━━━━━ Source records ━━━━━

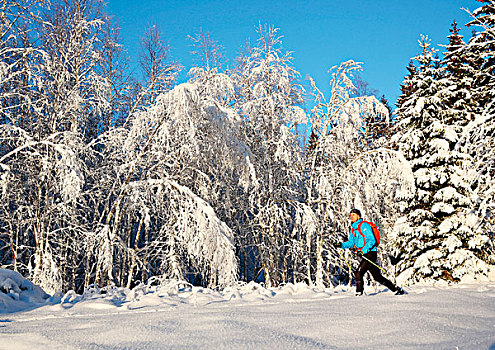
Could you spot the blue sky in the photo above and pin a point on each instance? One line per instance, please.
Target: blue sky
(321, 34)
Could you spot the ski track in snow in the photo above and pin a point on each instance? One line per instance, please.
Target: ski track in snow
(291, 317)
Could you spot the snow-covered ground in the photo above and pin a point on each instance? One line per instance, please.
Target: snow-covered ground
(174, 316)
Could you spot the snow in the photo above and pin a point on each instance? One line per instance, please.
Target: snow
(177, 315)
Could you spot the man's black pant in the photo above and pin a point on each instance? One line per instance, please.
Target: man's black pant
(366, 266)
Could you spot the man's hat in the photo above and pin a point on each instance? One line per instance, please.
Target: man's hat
(356, 211)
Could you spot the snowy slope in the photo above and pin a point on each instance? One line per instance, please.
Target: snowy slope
(252, 317)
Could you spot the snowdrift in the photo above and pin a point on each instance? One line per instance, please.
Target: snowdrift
(18, 293)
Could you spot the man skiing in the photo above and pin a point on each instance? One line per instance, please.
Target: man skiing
(363, 241)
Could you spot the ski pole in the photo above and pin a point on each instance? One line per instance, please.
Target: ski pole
(381, 268)
(347, 263)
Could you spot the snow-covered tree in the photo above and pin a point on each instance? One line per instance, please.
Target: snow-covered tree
(344, 172)
(268, 98)
(435, 238)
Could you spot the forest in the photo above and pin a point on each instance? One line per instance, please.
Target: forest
(108, 176)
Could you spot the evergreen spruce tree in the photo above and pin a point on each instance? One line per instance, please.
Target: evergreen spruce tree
(432, 237)
(479, 136)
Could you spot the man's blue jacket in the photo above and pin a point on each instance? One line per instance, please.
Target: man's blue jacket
(357, 241)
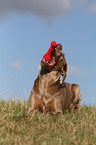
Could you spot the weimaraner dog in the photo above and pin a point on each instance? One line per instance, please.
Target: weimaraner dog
(49, 94)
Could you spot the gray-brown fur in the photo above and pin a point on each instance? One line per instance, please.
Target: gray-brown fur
(48, 94)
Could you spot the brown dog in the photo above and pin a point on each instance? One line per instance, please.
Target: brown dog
(47, 93)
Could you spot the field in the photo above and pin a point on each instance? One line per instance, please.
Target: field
(72, 128)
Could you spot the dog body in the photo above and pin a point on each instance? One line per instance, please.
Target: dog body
(48, 95)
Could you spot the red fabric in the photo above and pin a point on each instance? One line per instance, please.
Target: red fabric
(47, 56)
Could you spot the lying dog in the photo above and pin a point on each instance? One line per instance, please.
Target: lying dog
(48, 95)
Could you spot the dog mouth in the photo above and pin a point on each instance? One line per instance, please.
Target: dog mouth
(52, 60)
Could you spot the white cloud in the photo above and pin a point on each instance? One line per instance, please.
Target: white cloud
(44, 8)
(73, 70)
(17, 65)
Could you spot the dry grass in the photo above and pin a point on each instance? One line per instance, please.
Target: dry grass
(74, 128)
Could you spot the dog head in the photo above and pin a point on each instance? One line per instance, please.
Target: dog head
(57, 60)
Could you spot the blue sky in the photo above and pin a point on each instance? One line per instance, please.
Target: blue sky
(26, 31)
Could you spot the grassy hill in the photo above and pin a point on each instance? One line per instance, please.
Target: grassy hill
(74, 128)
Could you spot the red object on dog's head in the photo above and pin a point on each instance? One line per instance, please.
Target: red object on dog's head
(47, 56)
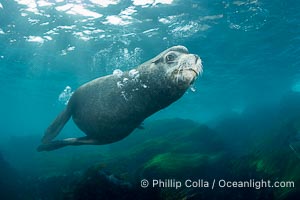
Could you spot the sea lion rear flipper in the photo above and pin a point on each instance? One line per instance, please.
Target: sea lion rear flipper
(69, 141)
(56, 126)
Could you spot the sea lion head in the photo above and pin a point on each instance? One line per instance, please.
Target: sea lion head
(180, 67)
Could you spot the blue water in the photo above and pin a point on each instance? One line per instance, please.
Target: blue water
(250, 50)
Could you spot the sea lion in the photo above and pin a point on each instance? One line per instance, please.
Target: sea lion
(109, 108)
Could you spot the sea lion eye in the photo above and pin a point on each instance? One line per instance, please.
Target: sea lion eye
(170, 57)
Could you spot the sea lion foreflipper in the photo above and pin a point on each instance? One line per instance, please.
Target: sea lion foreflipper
(56, 126)
(65, 142)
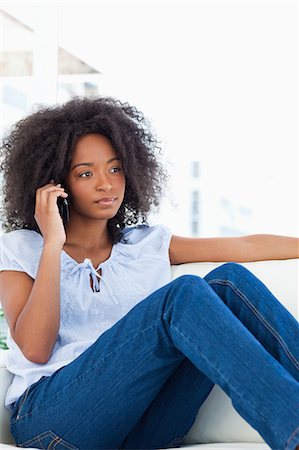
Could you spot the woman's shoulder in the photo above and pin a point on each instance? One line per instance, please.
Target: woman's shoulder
(144, 232)
(20, 239)
(20, 235)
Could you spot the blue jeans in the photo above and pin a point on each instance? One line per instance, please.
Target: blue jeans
(141, 383)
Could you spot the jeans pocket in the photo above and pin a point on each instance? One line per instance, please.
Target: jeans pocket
(48, 441)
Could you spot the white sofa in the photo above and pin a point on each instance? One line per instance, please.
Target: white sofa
(217, 425)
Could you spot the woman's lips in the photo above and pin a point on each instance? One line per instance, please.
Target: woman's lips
(106, 201)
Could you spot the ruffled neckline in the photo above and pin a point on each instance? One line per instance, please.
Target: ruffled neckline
(87, 260)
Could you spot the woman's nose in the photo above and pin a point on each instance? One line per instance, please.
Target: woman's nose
(104, 183)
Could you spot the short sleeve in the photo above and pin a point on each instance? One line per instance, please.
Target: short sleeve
(20, 250)
(8, 261)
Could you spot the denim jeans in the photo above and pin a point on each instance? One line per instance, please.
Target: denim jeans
(141, 383)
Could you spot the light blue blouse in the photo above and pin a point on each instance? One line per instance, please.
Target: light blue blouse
(138, 265)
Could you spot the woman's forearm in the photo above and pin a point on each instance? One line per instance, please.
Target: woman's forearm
(270, 246)
(38, 324)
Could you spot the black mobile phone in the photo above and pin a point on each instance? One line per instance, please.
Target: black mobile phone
(63, 208)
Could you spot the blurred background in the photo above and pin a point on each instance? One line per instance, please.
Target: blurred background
(217, 79)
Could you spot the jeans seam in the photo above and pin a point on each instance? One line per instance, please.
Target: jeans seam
(291, 437)
(22, 402)
(226, 381)
(97, 364)
(260, 317)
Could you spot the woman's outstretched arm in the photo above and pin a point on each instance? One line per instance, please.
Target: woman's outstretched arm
(256, 247)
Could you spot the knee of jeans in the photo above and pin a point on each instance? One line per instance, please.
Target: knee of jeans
(226, 270)
(187, 280)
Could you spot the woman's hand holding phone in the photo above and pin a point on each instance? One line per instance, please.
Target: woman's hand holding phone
(47, 213)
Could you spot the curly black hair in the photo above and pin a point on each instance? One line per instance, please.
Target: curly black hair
(40, 147)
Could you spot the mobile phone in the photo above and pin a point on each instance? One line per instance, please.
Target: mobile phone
(63, 208)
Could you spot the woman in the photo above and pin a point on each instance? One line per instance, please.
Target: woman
(107, 351)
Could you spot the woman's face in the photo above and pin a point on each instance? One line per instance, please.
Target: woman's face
(96, 173)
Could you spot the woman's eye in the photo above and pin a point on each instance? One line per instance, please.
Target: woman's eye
(83, 173)
(117, 168)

━━━━━

→ Problem statement
Exact duplication of all the records is required; pictures are omitted from the copy.

→ Answer
Could you spot the blue sky in the photo above and pin a point on each instance? One line per instance, please.
Target: blue sky
(321, 34)
Could you spot the ski track in snow in the photo above and pin a point on each instance? One line per instance, please.
Target: ski track in snow
(291, 317)
Could you spot the snow-covered ground in the photo above and pin a point on each instance? One line per instance, please.
Target: snow-covered ground
(174, 316)
Could you spot the snow in the photo above and pin a point on each instance? One line per instance, please.
Target: snow
(177, 315)
Could you spot the man's black pant in the photo above and pin a point on each instance? One line per instance, please.
Target: man's black pant
(366, 266)
Could you spot the man's hat in the photo above and pin a point on each instance? One line per instance, please.
Target: man's hat
(356, 211)
Could you spot the snowy slope in the photo above and pin a point on each instance? One line per instance, please.
Target: snowy slope
(252, 317)
Could you spot the snowdrift in the photo above and pin a point on each instance? One line per instance, please.
Target: snowdrift
(18, 293)
Could you spot the man skiing in the photo above and pin a point on each instance? One line per instance, please.
Target: man skiing
(363, 241)
Could you spot the ski pole in the photo above and pin a point on each instance? One line per instance, please.
Target: ski pole
(381, 268)
(347, 263)
Could you spot the snow-covered tree in the photo above and pin a point on each instance? One line per instance, please.
Target: snow-covered tree
(344, 172)
(268, 98)
(435, 238)
Could you spot the forest in the photo above and pin a point on each instance? One line per instance, please.
Target: forest
(108, 176)
Could you spot the evergreen spruce tree in the photo above and pin a point on each instance? One line per instance, please.
Target: evergreen spruce tree
(432, 237)
(479, 136)
Could you spot the man's blue jacket in the photo above and pin a point on each instance? One line per instance, please.
Target: man's blue jacket
(357, 241)
Could you spot the weimaraner dog in the photo above and pin a point on each instance? One line per instance, please.
Target: weimaraner dog
(49, 94)
Could you spot the gray-brown fur in the photo above and pin a point on each instance? One line per instance, please.
Target: gray-brown fur
(48, 94)
Could you spot the brown dog in the photo above and pin a point on each instance? One line per instance, please.
Target: brown dog
(47, 93)
Could you spot the field in the photo above and pin a point on each instance? One line per instance, please.
Target: field
(72, 128)
Could you spot the dog body in the photo above and pin a point on each instance? One line per instance, please.
Target: dog body
(48, 95)
Could you spot the red fabric in the photo above and pin a point on each instance? One line per instance, please.
Target: red fabric
(47, 56)
Could you spot the lying dog in the photo above and pin a point on each instance? One line per instance, please.
Target: lying dog
(48, 95)
Could you spot the dog mouth in the photo above and pin a point on each instance? One line per instance, please.
Target: dog mouth
(52, 60)
Could you spot the white cloud in the photo above and pin a point on each instance? One line per instance, please.
Target: white cloud
(44, 8)
(73, 70)
(17, 65)
Could you spot the dry grass in the photo above and pin a point on each instance? One line per instance, please.
Target: dry grass
(74, 128)
Could you spot the dog head in the photo above and pin a point on each instance? One line per instance, please.
Target: dog head
(57, 60)
Could you spot the blue sky in the photo above and pin a point on each instance? One line per instance, please.
Target: blue sky
(26, 31)
Could you spot the grassy hill in the photo above and pin a point on each instance? One line per instance, please.
Target: grassy hill
(74, 128)
Could you spot the red object on dog's head in the photo above and pin a point on each instance? One line per instance, please.
Target: red object on dog's head
(47, 56)
Could you spot the sea lion rear flipper in the photo above and pin a point on each instance? One line per instance, please.
Target: sea lion rear flipper
(69, 141)
(56, 126)
Could you spot the sea lion head in the photo above and pin a point on each instance? One line per instance, please.
Target: sea lion head
(180, 67)
Could you spot the blue water in the photo above and pin a point on each instance? One line per instance, please.
Target: blue water
(250, 50)
Could you spot the sea lion in the photo above and pin a point on each instance? One line per instance, please.
Target: sea lion
(109, 108)
Could you spot the sea lion eye in the photo above and pin a point on each instance? One line per instance, please.
Target: sea lion eye
(170, 57)
Could you spot the sea lion foreflipper in the photo above and pin a point on each instance? One line per instance, please.
Target: sea lion foreflipper
(56, 126)
(65, 142)
Could you spot the woman's shoulder in the photo above and pin a point on each instance? One line per instance, please.
Target: woman's shoulder
(144, 232)
(20, 239)
(20, 235)
Could you spot the blue jeans in the photo above and pin a point on each instance? One line per instance, please.
Target: blue jeans
(141, 383)
Could you spot the jeans pocket in the photo above and pin a point on each instance? One line per instance, please.
Target: jeans pocket
(48, 441)
Could you spot the white sofa in the photo above and pin a point on each instance? One line per instance, please.
Target: white sofa
(217, 425)
Could you spot the woman's lips in the photo above and pin a point on each instance? One line per instance, please.
Target: woman's lips
(106, 201)
Could you spot the ruffled neckline in the photo above and pin a point on each instance? One line per instance, please.
Target: ruffled neckline
(87, 260)
Could you spot the woman's nose in the photo above and pin a point on each instance? One line per instance, please.
Target: woman's nose
(104, 183)
Could you spot the short sleeve in the photo above and pin a point on each instance? One line per instance, please.
Target: short sleeve
(20, 250)
(8, 261)
Could you spot the denim jeans in the photo above and pin a point on each instance? One line per instance, please.
Target: denim jeans
(141, 383)
Could you spot the light blue blouse in the photo above and pin a point on each instance? One line per instance, please.
Target: light blue blouse
(138, 265)
Could you spot the woman's forearm in the photo above and pin a point on each instance? One line per instance, please.
Target: woman's forearm
(270, 246)
(38, 324)
Could you spot the black mobile phone in the photo above and pin a point on each instance? One line per instance, please.
Target: black mobile phone
(63, 208)
Could you spot the blurred background in the photo above and pin a point on each instance? One line per instance, please.
Target: blurred background
(217, 79)
Could you spot the jeans seam in the photo above and pin a point on each instance? One line per instance, please.
Target: jeans seam
(291, 437)
(22, 402)
(226, 381)
(97, 364)
(260, 317)
Could you spot the woman's outstretched arm in the photo above and pin a point on each instance? One line per instance, please.
Target: woman's outstretched arm
(256, 247)
Could you spot the knee of jeans in the photo above and pin a point on each instance? One line per instance, please.
Target: knee of jeans
(226, 270)
(187, 280)
Could you spot the woman's hand holding phone in the photo above and pin a point on each instance? One line per instance, please.
Target: woman's hand holding phone
(47, 213)
Could you spot the curly black hair in the photo above and pin a point on each instance? One line per instance, please.
Target: curly black hair
(40, 147)
Could you spot the mobile phone in the photo above and pin a point on each instance? One line per instance, please.
Target: mobile phone
(63, 208)
Could you spot the woman in the photo above and pin a point on each instance? One line per instance, please.
Target: woman
(107, 351)
Could you spot the woman's face in the photo above and pin a point on each instance? One line per instance, please.
Target: woman's face
(96, 173)
Could you spot the woman's eye in the photo above and pin a point on each instance? One line per instance, please.
Target: woman's eye
(83, 173)
(117, 168)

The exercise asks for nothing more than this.